### [Extrait du document]

• • • • •

Quatrième de ouverture :

«Je suis Sadiq. Tout le monde m’appelle Sad.
Entre tristesse et cruauté, la ligne est mince.
Ève est ma raison, mais elle prétend ne pas le savoir. Quand elle me croise, son regard me traverse sans s’arrêter. Je disparais.
Je suis dans un lieu gris. Ou plutôt brun jaunâtre, qui mérite bien son nom : Troumaron. Troumaron, c’est une sorte d’entonnoir ; le dernier goulet où viennent se déverser les eaux usées de tout un pays. Ici, on recase les réfugiés des cyclones, ceux qui n’ont pas trouvé à se loger après une tempête tropicale et qui, deux ou cinq ou dix ou vingt ans après, ont toujours les orteils à l’eau et les yeux pâles de pluie.»

• • • • •

### [Tâche]
Relevez tous les noms propres de l'extrait, en ne citant chacun qu'une fois. Appuyez-vous uniquement sur l'extrait.

### [Données fournies]

• • • • •

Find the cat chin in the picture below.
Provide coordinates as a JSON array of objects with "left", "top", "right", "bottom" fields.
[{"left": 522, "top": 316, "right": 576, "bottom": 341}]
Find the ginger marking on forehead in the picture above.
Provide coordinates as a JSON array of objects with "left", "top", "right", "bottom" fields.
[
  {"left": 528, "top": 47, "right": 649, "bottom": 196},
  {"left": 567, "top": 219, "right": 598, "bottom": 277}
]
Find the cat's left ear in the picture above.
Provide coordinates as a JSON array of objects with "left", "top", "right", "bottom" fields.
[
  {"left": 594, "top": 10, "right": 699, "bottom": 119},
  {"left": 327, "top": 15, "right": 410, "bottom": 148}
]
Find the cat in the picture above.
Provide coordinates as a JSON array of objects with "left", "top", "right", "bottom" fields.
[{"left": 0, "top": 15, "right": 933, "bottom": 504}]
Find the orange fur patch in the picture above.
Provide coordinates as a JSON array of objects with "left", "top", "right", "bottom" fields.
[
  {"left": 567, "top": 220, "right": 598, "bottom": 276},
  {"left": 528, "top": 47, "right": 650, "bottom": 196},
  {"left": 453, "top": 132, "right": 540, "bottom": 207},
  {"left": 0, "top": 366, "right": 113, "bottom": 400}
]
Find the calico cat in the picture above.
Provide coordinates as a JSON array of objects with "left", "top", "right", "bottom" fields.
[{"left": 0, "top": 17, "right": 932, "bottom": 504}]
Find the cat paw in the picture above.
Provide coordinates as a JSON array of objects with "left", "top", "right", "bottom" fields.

• • • • •

### [Réponse]
Sadiq, Sad, Ève, Troumaron